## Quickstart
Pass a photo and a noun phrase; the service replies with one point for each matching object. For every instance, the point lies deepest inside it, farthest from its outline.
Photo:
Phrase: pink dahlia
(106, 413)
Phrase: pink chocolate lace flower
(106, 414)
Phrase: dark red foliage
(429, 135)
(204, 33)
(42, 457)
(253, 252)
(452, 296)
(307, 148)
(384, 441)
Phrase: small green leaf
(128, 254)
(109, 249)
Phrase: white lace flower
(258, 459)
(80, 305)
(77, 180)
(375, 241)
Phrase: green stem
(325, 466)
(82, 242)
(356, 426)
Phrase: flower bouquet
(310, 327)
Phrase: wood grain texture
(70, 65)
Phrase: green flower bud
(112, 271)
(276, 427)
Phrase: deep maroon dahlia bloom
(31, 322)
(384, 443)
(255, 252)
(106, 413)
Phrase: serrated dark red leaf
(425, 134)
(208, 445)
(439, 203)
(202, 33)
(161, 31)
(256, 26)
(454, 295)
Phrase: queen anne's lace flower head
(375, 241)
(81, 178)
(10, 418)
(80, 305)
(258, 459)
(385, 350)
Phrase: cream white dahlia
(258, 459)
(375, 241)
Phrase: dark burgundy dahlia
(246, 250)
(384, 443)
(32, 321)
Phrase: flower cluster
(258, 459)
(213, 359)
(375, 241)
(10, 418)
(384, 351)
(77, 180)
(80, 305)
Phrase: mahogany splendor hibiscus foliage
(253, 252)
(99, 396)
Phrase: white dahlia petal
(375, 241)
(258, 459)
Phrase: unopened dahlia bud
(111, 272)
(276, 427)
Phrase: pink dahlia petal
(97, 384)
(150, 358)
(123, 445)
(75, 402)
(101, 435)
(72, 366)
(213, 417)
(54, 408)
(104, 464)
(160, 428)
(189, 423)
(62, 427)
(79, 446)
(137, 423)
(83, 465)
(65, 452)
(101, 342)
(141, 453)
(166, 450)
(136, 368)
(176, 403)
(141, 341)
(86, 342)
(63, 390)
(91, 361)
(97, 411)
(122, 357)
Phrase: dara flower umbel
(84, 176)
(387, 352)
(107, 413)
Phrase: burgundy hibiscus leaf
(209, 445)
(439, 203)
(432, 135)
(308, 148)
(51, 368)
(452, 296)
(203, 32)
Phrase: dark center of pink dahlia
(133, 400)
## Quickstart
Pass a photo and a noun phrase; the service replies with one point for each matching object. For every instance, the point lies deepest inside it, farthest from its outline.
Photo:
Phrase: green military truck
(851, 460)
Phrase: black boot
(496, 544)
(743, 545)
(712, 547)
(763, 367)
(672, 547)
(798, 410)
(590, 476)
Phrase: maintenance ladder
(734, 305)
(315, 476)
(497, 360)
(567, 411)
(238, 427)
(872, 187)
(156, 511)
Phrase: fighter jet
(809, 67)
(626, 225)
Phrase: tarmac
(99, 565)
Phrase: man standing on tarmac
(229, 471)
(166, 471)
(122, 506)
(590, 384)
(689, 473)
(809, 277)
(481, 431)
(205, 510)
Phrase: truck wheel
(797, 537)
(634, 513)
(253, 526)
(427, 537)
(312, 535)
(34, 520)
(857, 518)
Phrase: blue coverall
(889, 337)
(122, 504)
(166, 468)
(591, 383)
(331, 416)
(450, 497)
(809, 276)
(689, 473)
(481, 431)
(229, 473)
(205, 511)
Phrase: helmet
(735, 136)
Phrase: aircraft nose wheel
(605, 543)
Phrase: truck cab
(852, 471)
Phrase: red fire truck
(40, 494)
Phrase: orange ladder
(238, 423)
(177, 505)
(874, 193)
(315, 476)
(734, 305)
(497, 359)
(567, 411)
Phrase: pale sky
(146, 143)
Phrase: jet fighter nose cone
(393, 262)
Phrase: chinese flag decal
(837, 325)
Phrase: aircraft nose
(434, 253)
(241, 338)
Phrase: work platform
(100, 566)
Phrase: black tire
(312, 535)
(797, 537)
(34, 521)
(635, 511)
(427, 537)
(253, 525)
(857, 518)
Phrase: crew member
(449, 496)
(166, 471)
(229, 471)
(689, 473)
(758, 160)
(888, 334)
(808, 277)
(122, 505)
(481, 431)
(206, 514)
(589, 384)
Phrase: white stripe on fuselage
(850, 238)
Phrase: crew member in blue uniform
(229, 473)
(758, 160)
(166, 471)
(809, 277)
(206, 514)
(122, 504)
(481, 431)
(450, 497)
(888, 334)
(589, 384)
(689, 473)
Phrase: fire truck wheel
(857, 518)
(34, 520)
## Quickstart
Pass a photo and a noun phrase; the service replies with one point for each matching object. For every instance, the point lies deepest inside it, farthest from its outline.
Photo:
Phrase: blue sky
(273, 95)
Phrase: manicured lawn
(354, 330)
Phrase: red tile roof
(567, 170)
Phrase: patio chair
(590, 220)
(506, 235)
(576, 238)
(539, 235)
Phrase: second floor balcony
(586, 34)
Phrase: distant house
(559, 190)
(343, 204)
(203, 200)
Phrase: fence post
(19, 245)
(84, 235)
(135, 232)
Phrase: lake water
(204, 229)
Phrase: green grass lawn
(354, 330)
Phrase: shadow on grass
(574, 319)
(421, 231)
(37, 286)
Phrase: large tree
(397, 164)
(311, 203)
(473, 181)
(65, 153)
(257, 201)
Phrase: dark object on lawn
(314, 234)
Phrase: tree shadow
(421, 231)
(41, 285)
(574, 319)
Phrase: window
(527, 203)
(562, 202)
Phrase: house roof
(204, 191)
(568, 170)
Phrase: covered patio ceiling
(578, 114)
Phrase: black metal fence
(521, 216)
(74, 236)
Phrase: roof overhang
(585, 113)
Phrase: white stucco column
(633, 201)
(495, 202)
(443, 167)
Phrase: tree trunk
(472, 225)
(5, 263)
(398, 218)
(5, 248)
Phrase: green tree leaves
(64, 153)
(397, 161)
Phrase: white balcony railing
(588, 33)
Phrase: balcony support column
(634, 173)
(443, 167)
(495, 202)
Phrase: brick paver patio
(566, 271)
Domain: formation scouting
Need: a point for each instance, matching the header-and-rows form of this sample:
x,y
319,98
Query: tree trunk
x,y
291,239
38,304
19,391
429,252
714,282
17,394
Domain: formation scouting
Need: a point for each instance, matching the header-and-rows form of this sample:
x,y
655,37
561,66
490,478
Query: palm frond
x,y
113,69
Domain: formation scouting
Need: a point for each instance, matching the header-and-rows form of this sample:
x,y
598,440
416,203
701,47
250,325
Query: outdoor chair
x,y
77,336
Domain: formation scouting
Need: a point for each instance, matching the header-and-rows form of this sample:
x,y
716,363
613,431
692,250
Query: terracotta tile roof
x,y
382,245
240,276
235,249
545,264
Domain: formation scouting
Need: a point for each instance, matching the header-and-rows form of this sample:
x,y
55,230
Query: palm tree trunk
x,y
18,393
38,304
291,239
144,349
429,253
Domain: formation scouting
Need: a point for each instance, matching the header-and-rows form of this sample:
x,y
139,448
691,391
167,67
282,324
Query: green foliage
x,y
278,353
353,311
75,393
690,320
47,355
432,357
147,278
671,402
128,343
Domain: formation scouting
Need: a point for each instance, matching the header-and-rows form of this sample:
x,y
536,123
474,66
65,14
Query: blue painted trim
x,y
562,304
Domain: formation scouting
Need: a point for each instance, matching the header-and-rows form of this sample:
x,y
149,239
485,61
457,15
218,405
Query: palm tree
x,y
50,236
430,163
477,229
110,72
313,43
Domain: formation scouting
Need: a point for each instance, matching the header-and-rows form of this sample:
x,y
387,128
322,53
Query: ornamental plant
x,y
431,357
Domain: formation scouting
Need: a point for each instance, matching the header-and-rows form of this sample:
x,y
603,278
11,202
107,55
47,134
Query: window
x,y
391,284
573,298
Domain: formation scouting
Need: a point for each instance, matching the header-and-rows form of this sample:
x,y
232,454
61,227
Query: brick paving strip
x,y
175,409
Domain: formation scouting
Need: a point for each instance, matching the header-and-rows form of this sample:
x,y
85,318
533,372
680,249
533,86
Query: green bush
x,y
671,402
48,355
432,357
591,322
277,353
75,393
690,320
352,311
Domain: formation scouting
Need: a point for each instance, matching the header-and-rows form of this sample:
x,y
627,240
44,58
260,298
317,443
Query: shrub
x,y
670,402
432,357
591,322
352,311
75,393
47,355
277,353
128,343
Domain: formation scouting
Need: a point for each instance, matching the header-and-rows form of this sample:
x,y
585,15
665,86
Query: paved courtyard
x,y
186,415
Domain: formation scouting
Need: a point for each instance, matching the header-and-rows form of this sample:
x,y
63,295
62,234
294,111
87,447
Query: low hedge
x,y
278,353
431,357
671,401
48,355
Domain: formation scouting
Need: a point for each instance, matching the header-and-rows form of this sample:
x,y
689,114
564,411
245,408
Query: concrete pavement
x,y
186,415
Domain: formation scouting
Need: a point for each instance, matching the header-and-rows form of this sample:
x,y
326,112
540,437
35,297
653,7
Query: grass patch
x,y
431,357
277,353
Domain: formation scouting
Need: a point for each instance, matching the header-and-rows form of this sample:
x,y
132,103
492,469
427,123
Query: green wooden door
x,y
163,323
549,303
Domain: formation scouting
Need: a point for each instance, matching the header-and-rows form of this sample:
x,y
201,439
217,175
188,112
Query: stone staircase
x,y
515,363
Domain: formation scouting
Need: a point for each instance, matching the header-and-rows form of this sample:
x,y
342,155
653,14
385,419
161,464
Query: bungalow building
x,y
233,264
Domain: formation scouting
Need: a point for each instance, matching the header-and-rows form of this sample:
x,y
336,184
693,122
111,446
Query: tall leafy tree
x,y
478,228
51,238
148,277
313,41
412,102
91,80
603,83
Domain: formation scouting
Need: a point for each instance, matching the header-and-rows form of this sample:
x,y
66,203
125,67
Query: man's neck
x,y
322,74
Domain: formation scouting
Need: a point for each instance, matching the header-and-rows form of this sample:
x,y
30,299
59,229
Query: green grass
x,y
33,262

YOUR INSTRUCTIONS:
Collect every line of the records that contains the word "dark" and copy each one.

ANSWER TO THIS EXERCISE:
Phrase: dark red foliage
Phrase: serrated dark red leaf
Phrase: dark burgundy dahlia
Phrase: dark center of pink dahlia
Phrase: dark object on lawn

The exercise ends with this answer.